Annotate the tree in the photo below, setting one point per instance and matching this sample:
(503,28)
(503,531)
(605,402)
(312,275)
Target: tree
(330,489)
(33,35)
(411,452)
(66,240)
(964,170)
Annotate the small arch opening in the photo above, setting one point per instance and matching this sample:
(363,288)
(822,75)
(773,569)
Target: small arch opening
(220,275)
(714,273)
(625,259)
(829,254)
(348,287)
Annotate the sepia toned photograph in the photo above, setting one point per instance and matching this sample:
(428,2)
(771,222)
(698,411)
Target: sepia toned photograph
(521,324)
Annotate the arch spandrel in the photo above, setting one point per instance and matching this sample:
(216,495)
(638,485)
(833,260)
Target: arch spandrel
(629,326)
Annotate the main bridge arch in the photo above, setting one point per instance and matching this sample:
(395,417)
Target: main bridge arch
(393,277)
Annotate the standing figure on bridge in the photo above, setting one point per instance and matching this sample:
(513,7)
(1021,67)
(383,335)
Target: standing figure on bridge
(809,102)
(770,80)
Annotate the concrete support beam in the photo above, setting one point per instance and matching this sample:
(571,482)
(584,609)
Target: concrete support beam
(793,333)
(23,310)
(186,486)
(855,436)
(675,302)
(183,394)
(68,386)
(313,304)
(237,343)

_TASK STATEMENT_:
Rewrite every line of the listing above as a numbered list, leaving out any blank lines.

_TASK RESULT_:
1. Annotate the tree in the photo below, setting one point per instance and matching this sample:
2. (503,28)
3. (503,531)
4. (605,402)
5. (312,275)
6. Target: tree
7. (330,489)
8. (33,35)
9. (411,452)
10. (66,240)
11. (964,170)
12. Annotate the small arch opening in the photo above, setting one point per instance and matching this sample:
13. (363,288)
14. (822,75)
15. (773,569)
16. Target: small arch opening
17. (220,275)
18. (714,273)
19. (625,259)
20. (829,254)
21. (348,287)
22. Annotate the sepia toned photograph in the photo above, setting one point per instance and matching this sample:
23. (428,2)
24. (771,222)
25. (698,411)
26. Target: sepia toned photograph
27. (521,324)
28. Annotate the arch spandrel in the photo above, setting one point per instance and matching this sample:
29. (216,495)
30. (638,485)
31. (833,260)
32. Target: arch spandrel
33. (629,326)
34. Annotate the main bridge arch in the photo above, setting one point per instance and matching this sample:
35. (395,417)
36. Target: main bridge arch
37. (393,277)
38. Annotate the standing figure on bridge in the photo above, setting one point per instance and matching this sample:
39. (513,7)
40. (1021,67)
41. (383,335)
42. Target: standing figure on bridge
43. (809,102)
44. (770,80)
45. Annotate the concrete support beam in the photo above, setting one point per instance and matching this sample:
46. (571,482)
47. (584,609)
48. Target: concrete support beam
49. (793,333)
50. (23,310)
51. (186,486)
52. (855,436)
53. (675,302)
54. (183,394)
55. (68,386)
56. (313,304)
57. (237,343)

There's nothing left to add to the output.